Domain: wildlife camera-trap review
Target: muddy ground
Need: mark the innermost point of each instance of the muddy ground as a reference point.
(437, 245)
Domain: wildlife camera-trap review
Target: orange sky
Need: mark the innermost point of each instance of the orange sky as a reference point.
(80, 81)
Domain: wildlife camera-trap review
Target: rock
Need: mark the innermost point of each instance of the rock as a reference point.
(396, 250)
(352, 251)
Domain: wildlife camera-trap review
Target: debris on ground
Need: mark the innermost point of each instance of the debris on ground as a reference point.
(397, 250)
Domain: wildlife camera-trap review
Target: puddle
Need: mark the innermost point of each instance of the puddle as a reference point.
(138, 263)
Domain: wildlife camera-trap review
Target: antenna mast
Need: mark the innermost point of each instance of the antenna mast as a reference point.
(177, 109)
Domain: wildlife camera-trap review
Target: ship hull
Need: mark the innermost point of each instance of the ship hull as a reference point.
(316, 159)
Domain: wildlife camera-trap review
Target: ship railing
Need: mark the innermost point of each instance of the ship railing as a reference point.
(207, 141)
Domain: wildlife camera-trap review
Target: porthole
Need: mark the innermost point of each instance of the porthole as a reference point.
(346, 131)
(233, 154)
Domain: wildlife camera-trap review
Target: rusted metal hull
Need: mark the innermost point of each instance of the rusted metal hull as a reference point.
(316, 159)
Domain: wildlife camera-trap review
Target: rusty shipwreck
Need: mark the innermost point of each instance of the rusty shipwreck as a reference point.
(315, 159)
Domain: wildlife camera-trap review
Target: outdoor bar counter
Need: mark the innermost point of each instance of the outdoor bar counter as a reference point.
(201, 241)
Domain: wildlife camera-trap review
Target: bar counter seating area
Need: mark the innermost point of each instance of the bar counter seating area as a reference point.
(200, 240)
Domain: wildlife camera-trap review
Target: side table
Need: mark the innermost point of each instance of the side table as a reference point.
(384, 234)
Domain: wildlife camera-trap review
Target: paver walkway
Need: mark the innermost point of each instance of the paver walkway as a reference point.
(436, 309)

◆ ◆ ◆

REQUIREMENTS: Exactly as they are written, print the entries again.

TASK RESPONSE:
Domain: wildlife camera-trap review
Target: muddy ground
Need: mark the innermost point of each instance of the muddy ground as a reference point.
(437, 245)
Domain: wildlife camera-trap review
Target: orange sky
Need: mark the innermost point of each instance of the orange sky as a reference point.
(80, 81)
Domain: wildlife camera-trap review
Target: rock
Need: mark the innermost point of each instance of the rock as a reference point.
(396, 250)
(352, 251)
Domain: wildlife camera-trap review
Target: debris on ground
Need: mark the innermost point of each instance of the debris on ground as a reference point.
(397, 250)
Domain: wildlife camera-trap review
Target: puddle
Need: mark the innermost point of each instance of the puddle as a reference point.
(138, 263)
Domain: wildlife camera-trap review
Target: antenna mast
Need: mark the innermost point of each instance of the antenna mast as a reference point.
(177, 109)
Domain: wildlife camera-trap review
Target: ship hull
Need: mark the innermost point of each instance of the ship hull as a reference point.
(316, 159)
Domain: wildlife camera-trap review
Target: ship railing
Need: mark the innermost point of each instance of the ship railing as a reference point.
(207, 141)
Domain: wildlife camera-trap review
Target: porthole
Need: mark the innermost point of each instance of the porthole as a reference point.
(346, 131)
(233, 154)
Domain: wildlife camera-trap review
Target: rusted metal hull
Need: mark the innermost point of each instance of the rusted metal hull as a reference point.
(316, 159)
Domain: wildlife camera-trap review
Target: rusty shipwreck
Need: mark the innermost point of each instance of the rusty shipwreck as a reference point.
(315, 159)
Domain: wildlife camera-trap review
Target: outdoor bar counter
Need: mark the innermost point of each instance of the outdoor bar counter as a reference point.
(201, 241)
Domain: wildlife camera-trap review
Target: bar counter seating area
Need: mark the innermost point of each instance of the bar counter seating area as a reference point.
(200, 240)
Domain: wildlife camera-trap review
Target: side table
Need: mark the innermost point of each instance of the side table as a reference point.
(384, 234)
Domain: wildlife camera-trap review
Target: paver walkway
Need: mark the innermost point of each instance of the paver walkway as a reference point.
(436, 309)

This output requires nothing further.